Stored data
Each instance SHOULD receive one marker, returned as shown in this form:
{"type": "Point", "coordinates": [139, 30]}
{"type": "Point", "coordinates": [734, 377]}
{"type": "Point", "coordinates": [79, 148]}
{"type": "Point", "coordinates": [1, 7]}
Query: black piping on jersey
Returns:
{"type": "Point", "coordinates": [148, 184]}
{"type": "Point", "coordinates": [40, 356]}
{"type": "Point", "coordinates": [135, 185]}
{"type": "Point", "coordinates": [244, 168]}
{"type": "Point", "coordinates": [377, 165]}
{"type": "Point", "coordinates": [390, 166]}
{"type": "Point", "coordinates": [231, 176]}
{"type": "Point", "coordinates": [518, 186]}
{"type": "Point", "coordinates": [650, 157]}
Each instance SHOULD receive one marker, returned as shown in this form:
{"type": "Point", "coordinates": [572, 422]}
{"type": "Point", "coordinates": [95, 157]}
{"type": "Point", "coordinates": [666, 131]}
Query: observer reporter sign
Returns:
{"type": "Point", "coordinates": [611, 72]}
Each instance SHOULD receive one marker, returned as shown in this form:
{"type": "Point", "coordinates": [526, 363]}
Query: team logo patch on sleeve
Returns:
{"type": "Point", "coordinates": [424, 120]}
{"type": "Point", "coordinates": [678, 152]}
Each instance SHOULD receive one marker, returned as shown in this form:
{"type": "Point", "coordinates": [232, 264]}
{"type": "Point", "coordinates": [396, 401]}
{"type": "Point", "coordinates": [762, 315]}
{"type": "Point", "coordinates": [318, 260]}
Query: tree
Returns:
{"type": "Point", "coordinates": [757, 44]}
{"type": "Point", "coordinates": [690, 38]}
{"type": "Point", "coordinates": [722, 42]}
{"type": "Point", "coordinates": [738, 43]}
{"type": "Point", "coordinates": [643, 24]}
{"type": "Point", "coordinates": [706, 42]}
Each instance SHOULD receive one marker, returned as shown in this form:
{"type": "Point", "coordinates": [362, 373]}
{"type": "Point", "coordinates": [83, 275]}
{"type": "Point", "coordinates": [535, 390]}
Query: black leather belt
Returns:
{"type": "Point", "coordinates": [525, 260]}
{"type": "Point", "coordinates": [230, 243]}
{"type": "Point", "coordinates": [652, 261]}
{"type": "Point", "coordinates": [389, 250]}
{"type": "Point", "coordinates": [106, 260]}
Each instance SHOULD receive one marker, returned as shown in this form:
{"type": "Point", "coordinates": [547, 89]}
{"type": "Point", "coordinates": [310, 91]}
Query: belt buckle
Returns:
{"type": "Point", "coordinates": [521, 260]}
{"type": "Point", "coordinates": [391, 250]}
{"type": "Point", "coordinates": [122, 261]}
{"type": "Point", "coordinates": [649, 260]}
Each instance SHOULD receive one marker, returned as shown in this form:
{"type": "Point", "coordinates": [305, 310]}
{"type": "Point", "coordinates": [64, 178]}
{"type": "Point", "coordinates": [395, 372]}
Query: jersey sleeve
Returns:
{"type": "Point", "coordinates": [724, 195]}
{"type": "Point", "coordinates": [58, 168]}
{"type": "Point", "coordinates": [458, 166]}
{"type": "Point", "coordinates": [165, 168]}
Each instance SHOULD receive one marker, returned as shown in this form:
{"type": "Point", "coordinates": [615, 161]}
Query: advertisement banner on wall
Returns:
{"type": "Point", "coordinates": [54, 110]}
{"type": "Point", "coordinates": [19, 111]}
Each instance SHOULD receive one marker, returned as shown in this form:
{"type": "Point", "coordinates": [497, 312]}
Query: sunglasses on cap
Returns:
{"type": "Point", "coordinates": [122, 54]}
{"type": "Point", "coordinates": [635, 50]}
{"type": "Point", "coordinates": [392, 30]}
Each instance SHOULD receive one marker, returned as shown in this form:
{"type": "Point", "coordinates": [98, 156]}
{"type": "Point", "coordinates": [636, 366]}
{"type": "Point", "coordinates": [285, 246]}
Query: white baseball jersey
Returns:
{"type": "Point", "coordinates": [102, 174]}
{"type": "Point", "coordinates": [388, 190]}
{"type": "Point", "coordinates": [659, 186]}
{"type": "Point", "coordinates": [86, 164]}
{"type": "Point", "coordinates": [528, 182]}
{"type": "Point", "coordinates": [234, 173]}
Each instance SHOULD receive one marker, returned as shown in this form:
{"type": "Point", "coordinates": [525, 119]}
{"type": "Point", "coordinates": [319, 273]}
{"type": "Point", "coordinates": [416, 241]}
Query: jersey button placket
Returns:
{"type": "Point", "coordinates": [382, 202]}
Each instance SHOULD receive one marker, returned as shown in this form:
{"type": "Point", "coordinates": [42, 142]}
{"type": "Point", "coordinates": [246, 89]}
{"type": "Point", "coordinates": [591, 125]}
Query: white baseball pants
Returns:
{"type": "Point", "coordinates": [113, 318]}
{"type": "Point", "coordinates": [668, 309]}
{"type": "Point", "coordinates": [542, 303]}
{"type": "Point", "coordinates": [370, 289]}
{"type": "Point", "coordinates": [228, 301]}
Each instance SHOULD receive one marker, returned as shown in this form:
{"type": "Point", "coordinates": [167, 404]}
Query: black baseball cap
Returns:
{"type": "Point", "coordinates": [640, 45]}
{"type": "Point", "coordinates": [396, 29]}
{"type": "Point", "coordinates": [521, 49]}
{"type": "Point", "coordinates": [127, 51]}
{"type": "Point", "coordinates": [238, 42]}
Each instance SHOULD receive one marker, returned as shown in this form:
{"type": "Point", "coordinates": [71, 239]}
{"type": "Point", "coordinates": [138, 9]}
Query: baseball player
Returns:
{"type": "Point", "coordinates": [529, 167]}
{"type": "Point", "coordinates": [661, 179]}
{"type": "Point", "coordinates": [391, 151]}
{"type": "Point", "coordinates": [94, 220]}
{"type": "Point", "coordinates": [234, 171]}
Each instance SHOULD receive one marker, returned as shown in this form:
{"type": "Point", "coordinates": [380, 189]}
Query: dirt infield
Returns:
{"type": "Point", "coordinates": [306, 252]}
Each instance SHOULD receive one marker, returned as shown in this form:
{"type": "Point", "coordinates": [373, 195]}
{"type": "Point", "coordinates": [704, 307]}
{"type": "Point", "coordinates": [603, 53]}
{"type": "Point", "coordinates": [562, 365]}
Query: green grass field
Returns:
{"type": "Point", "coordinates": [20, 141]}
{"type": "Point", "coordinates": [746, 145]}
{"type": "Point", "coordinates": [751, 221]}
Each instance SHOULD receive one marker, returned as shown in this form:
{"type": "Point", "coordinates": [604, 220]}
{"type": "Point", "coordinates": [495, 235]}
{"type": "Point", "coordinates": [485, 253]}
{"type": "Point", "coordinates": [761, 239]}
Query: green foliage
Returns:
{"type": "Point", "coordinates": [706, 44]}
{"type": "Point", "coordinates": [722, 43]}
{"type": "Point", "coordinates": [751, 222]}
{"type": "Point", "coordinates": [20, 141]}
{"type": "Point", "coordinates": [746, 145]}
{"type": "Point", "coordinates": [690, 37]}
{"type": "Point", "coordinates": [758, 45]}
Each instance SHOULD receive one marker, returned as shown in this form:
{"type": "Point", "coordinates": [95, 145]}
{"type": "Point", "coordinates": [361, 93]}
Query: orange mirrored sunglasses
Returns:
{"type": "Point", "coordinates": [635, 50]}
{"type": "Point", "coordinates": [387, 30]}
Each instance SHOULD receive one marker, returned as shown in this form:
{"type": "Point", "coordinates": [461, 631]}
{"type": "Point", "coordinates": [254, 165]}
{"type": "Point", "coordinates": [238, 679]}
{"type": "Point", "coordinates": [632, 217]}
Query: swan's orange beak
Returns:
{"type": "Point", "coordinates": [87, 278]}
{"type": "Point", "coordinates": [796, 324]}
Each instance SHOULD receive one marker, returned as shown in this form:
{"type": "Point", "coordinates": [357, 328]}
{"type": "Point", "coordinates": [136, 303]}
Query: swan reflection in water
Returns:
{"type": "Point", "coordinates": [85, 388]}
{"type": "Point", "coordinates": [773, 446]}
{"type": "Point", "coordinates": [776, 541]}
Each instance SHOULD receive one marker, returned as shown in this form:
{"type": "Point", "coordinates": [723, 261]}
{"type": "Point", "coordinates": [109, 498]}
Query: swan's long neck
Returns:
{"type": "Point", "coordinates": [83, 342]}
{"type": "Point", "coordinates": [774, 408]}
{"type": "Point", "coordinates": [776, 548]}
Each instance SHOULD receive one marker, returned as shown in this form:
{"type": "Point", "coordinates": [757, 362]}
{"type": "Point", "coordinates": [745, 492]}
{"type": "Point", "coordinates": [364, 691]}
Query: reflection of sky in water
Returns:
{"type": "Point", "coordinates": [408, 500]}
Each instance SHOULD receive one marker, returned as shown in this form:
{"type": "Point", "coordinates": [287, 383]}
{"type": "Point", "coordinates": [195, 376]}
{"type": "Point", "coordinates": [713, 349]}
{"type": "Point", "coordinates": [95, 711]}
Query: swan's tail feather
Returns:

-- GOAL --
Show every line of the stored data above that contains the string "baseball".

-- ANSWER TO THIS EXERCISE --
Query: white baseball jersey
Query: white baseball pants
Query: black baseball cap
Query: baseball player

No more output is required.